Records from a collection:
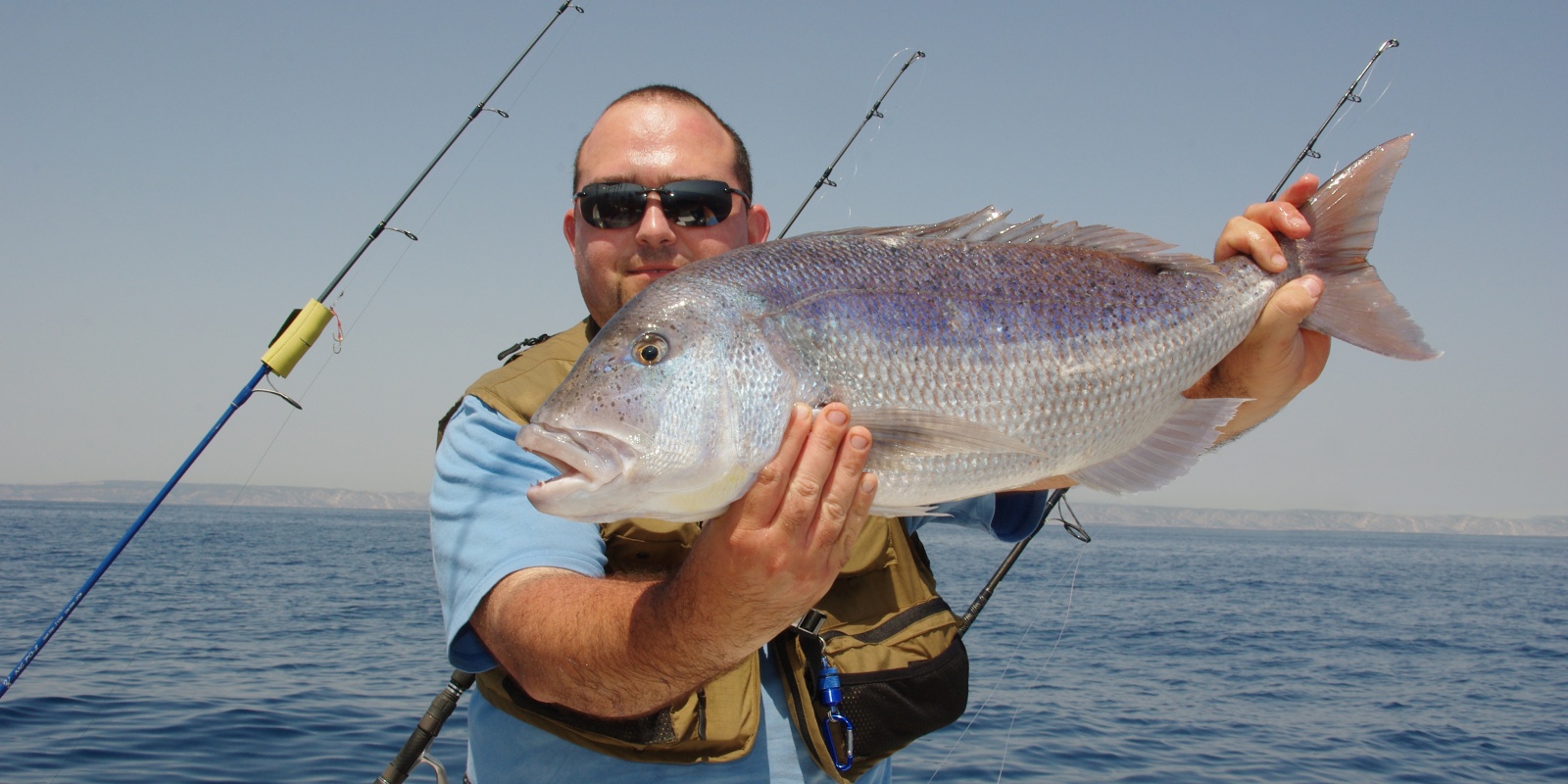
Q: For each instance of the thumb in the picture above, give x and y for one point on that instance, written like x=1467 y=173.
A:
x=1288 y=308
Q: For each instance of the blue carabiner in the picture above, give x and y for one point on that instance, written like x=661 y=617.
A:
x=849 y=739
x=831 y=695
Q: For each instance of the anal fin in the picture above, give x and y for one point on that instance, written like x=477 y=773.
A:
x=1170 y=452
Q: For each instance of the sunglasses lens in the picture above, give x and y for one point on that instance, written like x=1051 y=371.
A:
x=695 y=203
x=613 y=204
x=687 y=203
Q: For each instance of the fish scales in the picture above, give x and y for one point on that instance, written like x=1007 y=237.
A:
x=982 y=355
x=1050 y=345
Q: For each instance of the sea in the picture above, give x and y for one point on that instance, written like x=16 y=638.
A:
x=242 y=645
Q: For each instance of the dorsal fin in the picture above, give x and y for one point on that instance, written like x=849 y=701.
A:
x=990 y=224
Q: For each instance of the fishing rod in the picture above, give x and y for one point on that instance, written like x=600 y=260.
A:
x=1348 y=98
x=441 y=708
x=297 y=336
x=1057 y=496
x=858 y=129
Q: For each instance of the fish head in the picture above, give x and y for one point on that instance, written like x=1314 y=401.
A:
x=670 y=413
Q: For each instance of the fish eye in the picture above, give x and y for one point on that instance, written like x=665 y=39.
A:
x=651 y=349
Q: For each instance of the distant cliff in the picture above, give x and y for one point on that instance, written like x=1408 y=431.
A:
x=217 y=496
x=1317 y=521
x=1089 y=514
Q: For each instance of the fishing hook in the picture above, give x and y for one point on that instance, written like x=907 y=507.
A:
x=264 y=370
x=273 y=391
x=827 y=172
x=1348 y=98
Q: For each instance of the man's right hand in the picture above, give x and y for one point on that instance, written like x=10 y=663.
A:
x=778 y=549
x=623 y=648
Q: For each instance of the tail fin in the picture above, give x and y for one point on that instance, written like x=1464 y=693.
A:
x=1356 y=308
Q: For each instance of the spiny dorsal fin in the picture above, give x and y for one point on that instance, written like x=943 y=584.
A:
x=990 y=224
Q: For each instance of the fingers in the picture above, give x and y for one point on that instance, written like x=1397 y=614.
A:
x=823 y=485
x=1300 y=190
x=846 y=494
x=1251 y=234
x=762 y=501
x=1286 y=310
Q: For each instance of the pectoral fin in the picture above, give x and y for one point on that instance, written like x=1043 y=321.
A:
x=1167 y=454
x=906 y=433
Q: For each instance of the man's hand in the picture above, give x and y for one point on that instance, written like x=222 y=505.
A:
x=626 y=648
x=1277 y=360
x=778 y=549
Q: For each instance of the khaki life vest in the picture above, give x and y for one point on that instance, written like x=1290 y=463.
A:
x=893 y=639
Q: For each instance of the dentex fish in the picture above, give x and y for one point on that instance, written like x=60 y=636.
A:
x=982 y=355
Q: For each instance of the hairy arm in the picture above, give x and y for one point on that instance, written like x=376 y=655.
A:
x=626 y=648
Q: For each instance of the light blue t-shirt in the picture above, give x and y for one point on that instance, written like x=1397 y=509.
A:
x=482 y=529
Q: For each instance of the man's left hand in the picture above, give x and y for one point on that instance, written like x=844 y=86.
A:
x=1277 y=360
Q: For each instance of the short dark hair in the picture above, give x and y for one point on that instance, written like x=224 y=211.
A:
x=665 y=93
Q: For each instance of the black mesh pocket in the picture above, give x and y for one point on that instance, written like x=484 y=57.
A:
x=893 y=708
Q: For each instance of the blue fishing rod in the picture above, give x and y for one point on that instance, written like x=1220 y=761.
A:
x=297 y=336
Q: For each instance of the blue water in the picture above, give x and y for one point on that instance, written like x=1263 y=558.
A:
x=303 y=645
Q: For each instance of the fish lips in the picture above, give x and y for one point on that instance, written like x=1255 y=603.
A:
x=587 y=462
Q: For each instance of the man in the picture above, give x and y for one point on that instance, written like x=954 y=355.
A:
x=582 y=658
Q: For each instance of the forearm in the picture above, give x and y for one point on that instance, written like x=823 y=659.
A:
x=601 y=647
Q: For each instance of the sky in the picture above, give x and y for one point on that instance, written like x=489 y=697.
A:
x=176 y=176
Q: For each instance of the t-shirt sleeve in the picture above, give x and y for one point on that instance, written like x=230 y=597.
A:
x=482 y=525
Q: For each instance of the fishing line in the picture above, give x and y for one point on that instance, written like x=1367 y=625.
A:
x=1043 y=666
x=877 y=127
x=1016 y=653
x=460 y=176
x=875 y=112
x=1348 y=98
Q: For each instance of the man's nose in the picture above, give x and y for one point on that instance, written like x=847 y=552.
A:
x=655 y=227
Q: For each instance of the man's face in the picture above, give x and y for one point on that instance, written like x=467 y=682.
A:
x=653 y=143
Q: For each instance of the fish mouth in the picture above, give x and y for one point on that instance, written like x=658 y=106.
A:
x=585 y=460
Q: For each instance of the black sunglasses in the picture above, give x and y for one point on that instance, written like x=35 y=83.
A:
x=686 y=203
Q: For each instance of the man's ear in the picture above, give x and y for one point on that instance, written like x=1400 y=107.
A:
x=758 y=224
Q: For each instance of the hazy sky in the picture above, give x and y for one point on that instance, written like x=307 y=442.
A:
x=179 y=176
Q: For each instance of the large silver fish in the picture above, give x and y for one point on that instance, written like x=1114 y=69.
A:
x=982 y=357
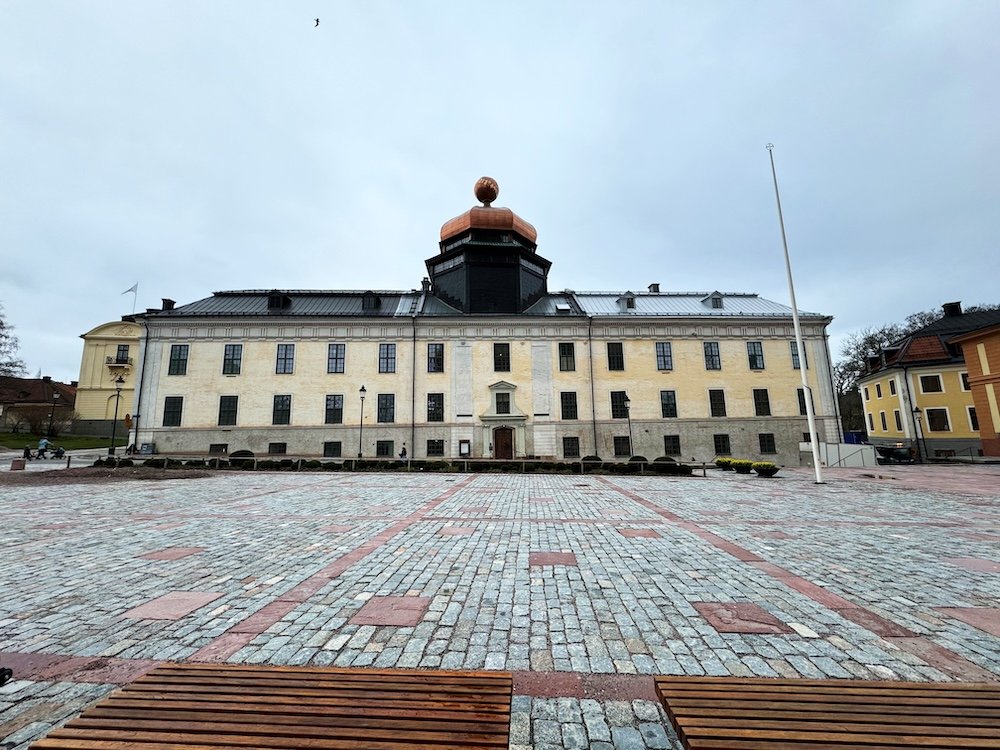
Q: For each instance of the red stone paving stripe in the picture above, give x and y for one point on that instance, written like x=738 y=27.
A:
x=228 y=643
x=936 y=656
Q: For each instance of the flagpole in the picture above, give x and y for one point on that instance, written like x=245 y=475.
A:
x=803 y=360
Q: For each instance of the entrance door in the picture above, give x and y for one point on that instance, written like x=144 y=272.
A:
x=503 y=443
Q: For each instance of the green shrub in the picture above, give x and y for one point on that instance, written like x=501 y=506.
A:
x=765 y=468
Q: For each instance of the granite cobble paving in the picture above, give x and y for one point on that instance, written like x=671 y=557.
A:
x=527 y=573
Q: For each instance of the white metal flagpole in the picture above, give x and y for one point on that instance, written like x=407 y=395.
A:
x=803 y=361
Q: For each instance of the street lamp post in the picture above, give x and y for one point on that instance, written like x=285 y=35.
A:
x=361 y=428
x=920 y=435
x=628 y=416
x=52 y=414
x=119 y=382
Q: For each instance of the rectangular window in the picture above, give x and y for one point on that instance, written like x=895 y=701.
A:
x=766 y=440
x=281 y=411
x=435 y=407
x=668 y=404
x=173 y=406
x=567 y=402
x=571 y=447
x=623 y=447
x=931 y=384
x=671 y=445
x=796 y=365
x=937 y=420
x=178 y=360
x=285 y=362
x=501 y=358
x=386 y=407
x=232 y=359
x=335 y=356
x=713 y=360
x=722 y=447
x=334 y=409
x=717 y=402
x=228 y=406
x=619 y=405
x=435 y=358
x=387 y=358
x=616 y=356
x=664 y=356
x=761 y=402
x=567 y=357
x=503 y=403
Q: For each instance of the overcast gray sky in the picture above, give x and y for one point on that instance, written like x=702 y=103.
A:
x=196 y=146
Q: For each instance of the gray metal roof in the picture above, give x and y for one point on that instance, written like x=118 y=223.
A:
x=348 y=303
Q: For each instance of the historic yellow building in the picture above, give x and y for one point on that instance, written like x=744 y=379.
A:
x=917 y=392
x=110 y=352
x=482 y=361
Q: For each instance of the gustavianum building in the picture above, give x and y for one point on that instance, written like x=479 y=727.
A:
x=482 y=361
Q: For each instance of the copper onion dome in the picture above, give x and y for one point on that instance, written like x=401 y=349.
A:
x=486 y=216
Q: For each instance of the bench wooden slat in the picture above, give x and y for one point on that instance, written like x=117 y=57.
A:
x=748 y=713
x=193 y=707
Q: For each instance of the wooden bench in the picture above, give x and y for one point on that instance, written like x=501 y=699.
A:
x=206 y=707
x=754 y=714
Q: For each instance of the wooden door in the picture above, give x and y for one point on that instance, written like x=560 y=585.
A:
x=503 y=443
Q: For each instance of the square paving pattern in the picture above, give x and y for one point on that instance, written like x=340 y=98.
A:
x=870 y=577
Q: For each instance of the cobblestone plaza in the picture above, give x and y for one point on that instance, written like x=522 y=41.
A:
x=582 y=586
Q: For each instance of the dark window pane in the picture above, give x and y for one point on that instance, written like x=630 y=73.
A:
x=227 y=409
x=664 y=356
x=567 y=357
x=334 y=409
x=435 y=407
x=616 y=357
x=567 y=400
x=501 y=357
x=335 y=356
x=173 y=406
x=435 y=358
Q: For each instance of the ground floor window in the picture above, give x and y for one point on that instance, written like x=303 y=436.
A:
x=671 y=445
x=571 y=447
x=623 y=446
x=722 y=447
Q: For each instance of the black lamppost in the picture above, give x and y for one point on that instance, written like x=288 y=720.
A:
x=361 y=429
x=920 y=435
x=628 y=416
x=119 y=382
x=52 y=414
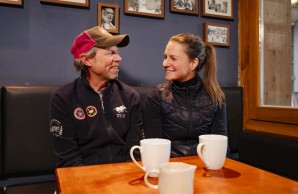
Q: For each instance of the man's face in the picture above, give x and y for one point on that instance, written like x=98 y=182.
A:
x=109 y=14
x=105 y=64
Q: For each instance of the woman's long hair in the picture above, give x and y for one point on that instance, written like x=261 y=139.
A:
x=196 y=48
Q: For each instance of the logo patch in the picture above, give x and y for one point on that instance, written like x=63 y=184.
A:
x=91 y=111
x=79 y=113
x=121 y=110
x=55 y=127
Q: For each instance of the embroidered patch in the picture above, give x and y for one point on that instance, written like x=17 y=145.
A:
x=121 y=110
x=91 y=111
x=79 y=113
x=55 y=127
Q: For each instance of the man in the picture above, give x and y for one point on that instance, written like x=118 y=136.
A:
x=96 y=118
x=107 y=18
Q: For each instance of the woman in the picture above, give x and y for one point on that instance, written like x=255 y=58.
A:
x=186 y=106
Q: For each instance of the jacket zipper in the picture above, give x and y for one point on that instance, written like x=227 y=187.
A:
x=190 y=112
x=107 y=125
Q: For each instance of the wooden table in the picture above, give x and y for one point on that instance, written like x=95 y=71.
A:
x=122 y=178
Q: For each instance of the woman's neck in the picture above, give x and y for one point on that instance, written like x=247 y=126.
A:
x=187 y=83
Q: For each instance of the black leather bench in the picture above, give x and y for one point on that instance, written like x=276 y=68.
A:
x=27 y=161
x=26 y=142
x=275 y=154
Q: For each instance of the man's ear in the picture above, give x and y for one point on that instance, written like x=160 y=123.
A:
x=194 y=64
x=85 y=60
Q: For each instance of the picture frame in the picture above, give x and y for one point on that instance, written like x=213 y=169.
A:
x=18 y=3
x=185 y=6
x=108 y=17
x=216 y=34
x=69 y=3
x=218 y=8
x=145 y=8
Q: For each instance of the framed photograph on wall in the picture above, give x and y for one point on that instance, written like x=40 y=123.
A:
x=71 y=3
x=185 y=6
x=108 y=17
x=11 y=2
x=150 y=8
x=217 y=34
x=218 y=8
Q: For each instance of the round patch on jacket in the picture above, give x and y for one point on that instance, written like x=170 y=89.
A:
x=91 y=111
x=56 y=127
x=79 y=113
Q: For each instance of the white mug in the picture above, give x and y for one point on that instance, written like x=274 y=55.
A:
x=154 y=152
x=174 y=178
x=212 y=149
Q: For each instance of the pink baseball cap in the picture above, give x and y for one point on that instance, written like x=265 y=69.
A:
x=96 y=37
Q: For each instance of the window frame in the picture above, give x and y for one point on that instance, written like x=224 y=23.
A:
x=281 y=121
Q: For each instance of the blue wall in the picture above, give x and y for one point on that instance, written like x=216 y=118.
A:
x=35 y=43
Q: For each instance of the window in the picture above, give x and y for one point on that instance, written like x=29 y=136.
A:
x=277 y=120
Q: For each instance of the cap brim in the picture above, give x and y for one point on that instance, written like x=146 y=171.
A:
x=118 y=40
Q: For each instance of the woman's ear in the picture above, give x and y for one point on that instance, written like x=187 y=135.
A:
x=194 y=64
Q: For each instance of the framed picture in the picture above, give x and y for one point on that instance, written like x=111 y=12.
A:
x=11 y=2
x=218 y=8
x=108 y=17
x=185 y=6
x=150 y=8
x=71 y=3
x=217 y=34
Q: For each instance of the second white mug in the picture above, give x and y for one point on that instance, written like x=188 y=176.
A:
x=154 y=152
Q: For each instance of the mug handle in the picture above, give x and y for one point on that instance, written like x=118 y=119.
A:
x=200 y=147
x=133 y=158
x=147 y=181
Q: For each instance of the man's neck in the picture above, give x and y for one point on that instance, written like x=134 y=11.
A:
x=98 y=85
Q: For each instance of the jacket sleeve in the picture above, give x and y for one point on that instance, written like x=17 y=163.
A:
x=152 y=116
x=64 y=134
x=219 y=125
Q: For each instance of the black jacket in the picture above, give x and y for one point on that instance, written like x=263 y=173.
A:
x=90 y=129
x=181 y=113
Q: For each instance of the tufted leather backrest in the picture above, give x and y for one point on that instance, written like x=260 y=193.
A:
x=27 y=143
x=1 y=132
x=234 y=104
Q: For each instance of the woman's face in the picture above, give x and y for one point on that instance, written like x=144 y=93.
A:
x=177 y=65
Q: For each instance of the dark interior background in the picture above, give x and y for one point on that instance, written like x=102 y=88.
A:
x=35 y=43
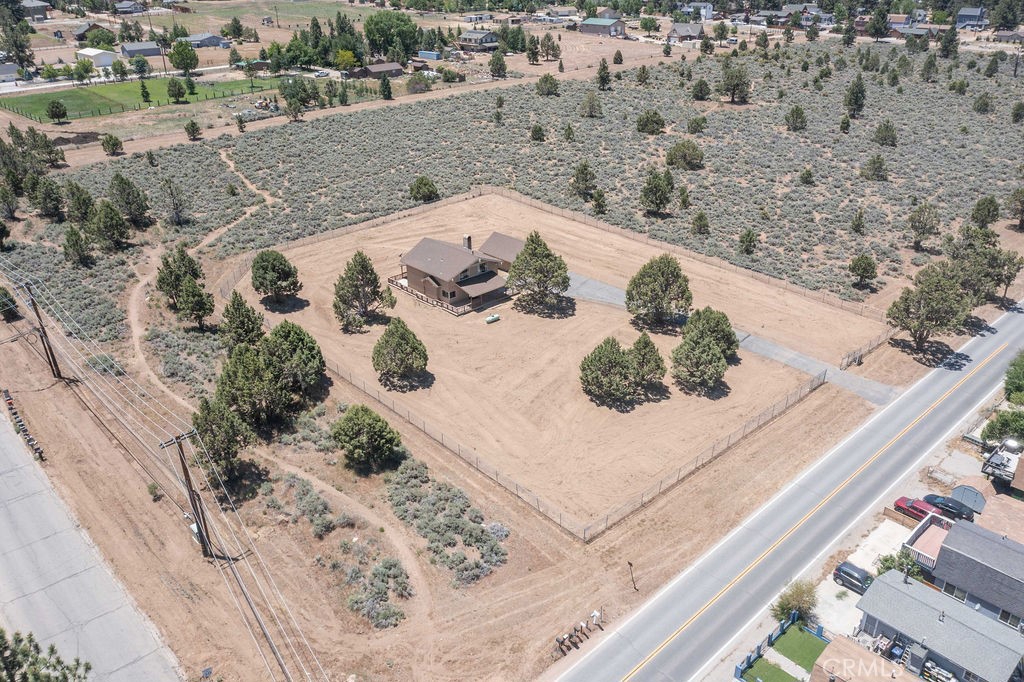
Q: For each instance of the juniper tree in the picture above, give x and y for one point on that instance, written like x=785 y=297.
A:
x=358 y=294
x=273 y=275
x=398 y=356
x=658 y=292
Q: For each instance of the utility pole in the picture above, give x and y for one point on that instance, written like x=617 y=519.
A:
x=194 y=500
x=51 y=358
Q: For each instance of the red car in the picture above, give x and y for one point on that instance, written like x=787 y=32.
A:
x=918 y=509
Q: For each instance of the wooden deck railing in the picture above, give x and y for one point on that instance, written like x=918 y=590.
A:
x=395 y=282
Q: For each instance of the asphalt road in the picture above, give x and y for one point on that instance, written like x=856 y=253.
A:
x=688 y=625
x=54 y=583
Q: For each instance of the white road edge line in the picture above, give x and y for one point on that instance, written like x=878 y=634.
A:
x=821 y=461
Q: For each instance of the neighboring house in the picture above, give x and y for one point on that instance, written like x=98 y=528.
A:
x=681 y=32
x=607 y=12
x=478 y=40
x=561 y=11
x=148 y=48
x=612 y=28
x=128 y=7
x=206 y=40
x=1010 y=37
x=100 y=58
x=8 y=73
x=82 y=31
x=983 y=569
x=971 y=17
x=502 y=248
x=700 y=11
x=453 y=274
x=390 y=69
x=925 y=630
x=35 y=10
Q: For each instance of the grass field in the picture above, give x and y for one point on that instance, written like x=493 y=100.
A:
x=113 y=97
x=766 y=672
x=801 y=647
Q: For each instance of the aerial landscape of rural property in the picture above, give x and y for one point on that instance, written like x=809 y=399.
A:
x=420 y=340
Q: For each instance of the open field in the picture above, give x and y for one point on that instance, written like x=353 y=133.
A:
x=116 y=97
x=511 y=390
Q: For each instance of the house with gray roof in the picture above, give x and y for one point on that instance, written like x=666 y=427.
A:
x=983 y=569
x=35 y=10
x=453 y=276
x=928 y=632
x=610 y=28
x=680 y=32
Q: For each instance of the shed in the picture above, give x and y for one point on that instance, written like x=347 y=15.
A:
x=8 y=73
x=35 y=10
x=147 y=48
x=611 y=28
x=100 y=58
x=390 y=69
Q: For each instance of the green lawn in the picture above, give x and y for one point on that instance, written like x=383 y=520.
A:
x=111 y=97
x=768 y=673
x=800 y=647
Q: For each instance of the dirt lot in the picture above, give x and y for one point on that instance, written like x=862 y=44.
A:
x=501 y=629
x=510 y=390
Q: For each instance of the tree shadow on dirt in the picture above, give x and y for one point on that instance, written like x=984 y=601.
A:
x=286 y=305
x=934 y=354
x=417 y=382
x=558 y=307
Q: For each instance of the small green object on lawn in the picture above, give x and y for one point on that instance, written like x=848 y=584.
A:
x=766 y=672
x=799 y=646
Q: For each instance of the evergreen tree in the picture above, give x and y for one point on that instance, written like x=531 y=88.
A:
x=716 y=326
x=273 y=275
x=398 y=356
x=194 y=303
x=604 y=374
x=296 y=356
x=369 y=442
x=358 y=294
x=538 y=274
x=697 y=364
x=658 y=292
x=241 y=324
x=174 y=268
x=645 y=365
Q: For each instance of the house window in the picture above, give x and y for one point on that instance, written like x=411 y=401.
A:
x=954 y=592
x=1010 y=619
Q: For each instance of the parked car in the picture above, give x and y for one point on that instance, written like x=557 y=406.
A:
x=852 y=577
x=918 y=509
x=952 y=508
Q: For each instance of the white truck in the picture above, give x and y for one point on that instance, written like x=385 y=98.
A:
x=1001 y=463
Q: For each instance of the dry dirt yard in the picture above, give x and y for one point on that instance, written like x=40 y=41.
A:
x=510 y=390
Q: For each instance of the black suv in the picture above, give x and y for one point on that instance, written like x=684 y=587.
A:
x=952 y=508
x=852 y=577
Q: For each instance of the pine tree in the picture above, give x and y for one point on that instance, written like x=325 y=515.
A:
x=241 y=324
x=398 y=356
x=358 y=294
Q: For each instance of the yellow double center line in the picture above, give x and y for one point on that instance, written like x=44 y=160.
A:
x=806 y=516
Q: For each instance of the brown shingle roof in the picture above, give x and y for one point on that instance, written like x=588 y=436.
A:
x=502 y=247
x=444 y=261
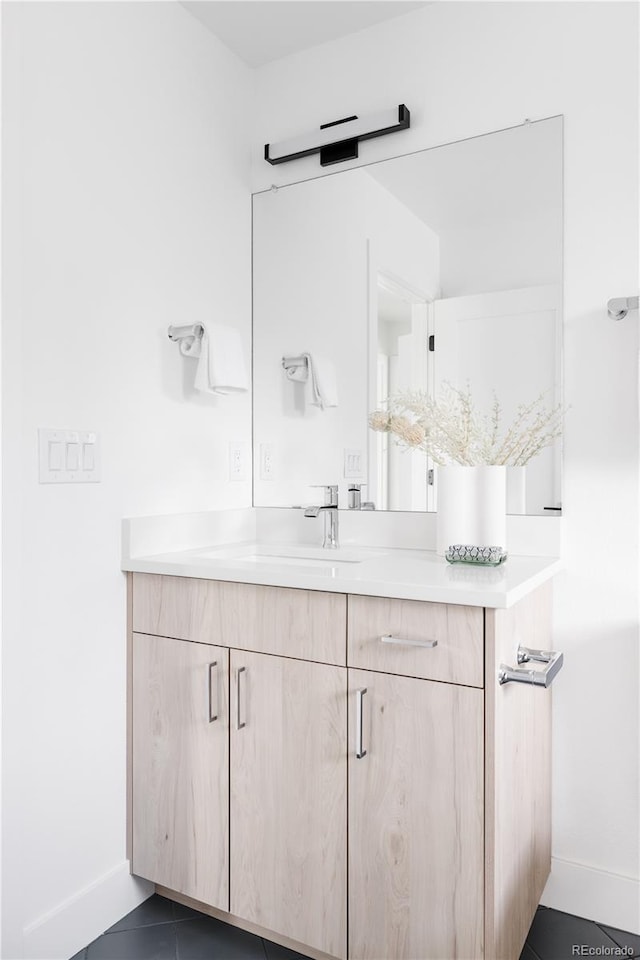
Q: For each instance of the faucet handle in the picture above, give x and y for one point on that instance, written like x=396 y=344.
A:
x=330 y=493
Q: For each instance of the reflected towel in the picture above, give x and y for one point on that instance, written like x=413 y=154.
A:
x=320 y=376
x=221 y=366
x=323 y=383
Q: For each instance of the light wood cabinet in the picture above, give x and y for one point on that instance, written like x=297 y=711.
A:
x=181 y=767
x=289 y=798
x=446 y=815
x=416 y=825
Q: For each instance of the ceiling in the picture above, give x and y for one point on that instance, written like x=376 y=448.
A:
x=260 y=31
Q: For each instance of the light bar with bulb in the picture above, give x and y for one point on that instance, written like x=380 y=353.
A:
x=338 y=140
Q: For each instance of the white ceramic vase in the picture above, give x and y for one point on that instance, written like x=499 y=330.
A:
x=471 y=507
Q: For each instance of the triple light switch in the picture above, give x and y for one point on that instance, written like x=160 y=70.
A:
x=68 y=456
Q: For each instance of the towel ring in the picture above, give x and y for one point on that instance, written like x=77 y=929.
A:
x=181 y=333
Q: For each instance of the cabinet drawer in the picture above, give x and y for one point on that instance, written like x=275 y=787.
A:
x=435 y=641
x=305 y=624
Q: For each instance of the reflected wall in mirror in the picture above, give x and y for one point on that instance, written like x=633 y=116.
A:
x=357 y=274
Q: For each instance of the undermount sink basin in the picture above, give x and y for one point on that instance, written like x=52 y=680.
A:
x=288 y=553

[Task brief]
Write out, from the lines above, only those from the line with "Q: For each instance of the square" to the line with "Q: For each instance of the dark window", exactly as given, including the first and the last.

[Exercise answer]
Q: For each instance of the square paving pattern in the picture above, give x and y for one point on that instance, written like x=340 y=98.
A:
x=870 y=577
Q: For each instance of the cobblestone plaza in the picture above, give x and y for one point on that instance, written like x=522 y=41.
A:
x=582 y=586
Q: For each instance of the dark window pane in the picture above, give x and y for one point on that instance, written like x=630 y=73.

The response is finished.